■ TASK DESCRIPTION ■
Copy each line from the records below in which the word "light" is found.

■ DATASET CONTENT ■
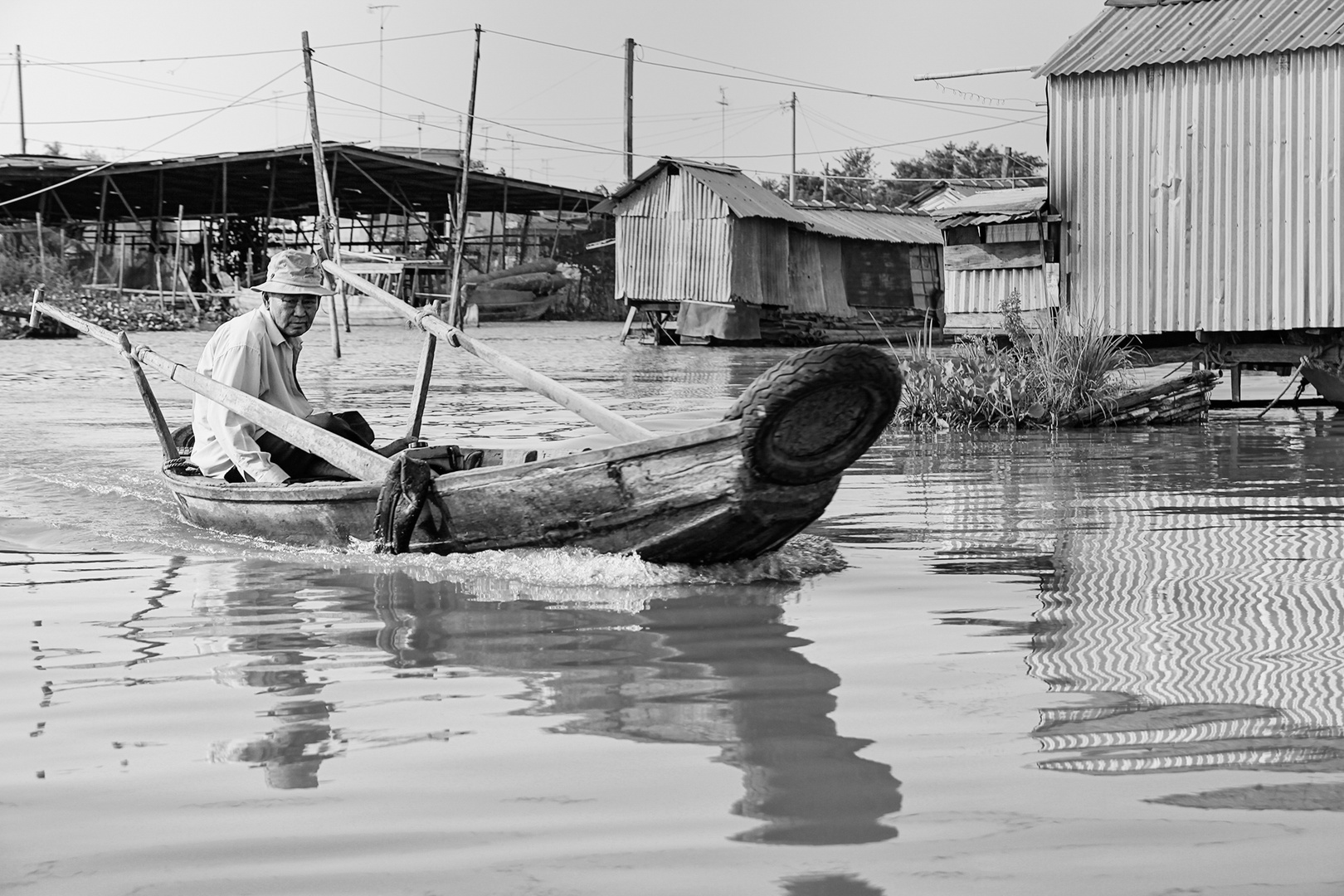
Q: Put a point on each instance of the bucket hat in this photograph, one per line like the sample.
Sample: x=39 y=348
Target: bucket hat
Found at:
x=295 y=273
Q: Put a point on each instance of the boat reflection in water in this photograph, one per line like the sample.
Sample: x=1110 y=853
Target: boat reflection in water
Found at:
x=706 y=664
x=293 y=750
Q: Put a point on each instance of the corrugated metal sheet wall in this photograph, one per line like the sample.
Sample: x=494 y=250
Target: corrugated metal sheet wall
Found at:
x=980 y=292
x=674 y=243
x=1203 y=197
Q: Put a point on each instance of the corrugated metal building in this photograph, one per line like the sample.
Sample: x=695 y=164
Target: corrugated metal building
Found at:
x=999 y=246
x=1195 y=155
x=863 y=258
x=715 y=247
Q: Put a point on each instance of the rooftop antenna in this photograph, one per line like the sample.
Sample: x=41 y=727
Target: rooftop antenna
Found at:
x=723 y=125
x=420 y=134
x=383 y=11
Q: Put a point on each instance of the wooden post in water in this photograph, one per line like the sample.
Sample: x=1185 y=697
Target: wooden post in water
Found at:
x=426 y=363
x=42 y=251
x=324 y=197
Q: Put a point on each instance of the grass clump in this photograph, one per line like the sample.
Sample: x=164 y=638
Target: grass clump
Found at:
x=1032 y=379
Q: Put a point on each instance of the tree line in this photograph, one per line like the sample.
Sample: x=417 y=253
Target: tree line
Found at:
x=854 y=179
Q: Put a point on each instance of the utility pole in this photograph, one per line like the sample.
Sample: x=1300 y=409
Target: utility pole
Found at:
x=793 y=155
x=457 y=310
x=629 y=109
x=723 y=124
x=325 y=217
x=382 y=8
x=23 y=134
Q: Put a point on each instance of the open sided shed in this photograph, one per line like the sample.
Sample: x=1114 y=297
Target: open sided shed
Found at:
x=272 y=183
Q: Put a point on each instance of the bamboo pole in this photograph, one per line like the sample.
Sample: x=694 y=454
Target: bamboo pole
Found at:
x=455 y=314
x=42 y=251
x=334 y=449
x=177 y=260
x=426 y=363
x=156 y=416
x=562 y=395
x=324 y=197
x=97 y=234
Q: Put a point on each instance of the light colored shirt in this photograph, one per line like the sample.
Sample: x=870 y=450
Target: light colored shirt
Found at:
x=253 y=356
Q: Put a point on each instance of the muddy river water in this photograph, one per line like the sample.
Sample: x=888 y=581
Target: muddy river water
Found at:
x=1105 y=663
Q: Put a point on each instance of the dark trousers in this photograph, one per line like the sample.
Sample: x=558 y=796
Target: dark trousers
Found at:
x=301 y=465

■ RESPONSE AREA ■
Q: Put a point on each instance of the light colored shirt in this photograph, one per line like the sample.
Target: light colored shirt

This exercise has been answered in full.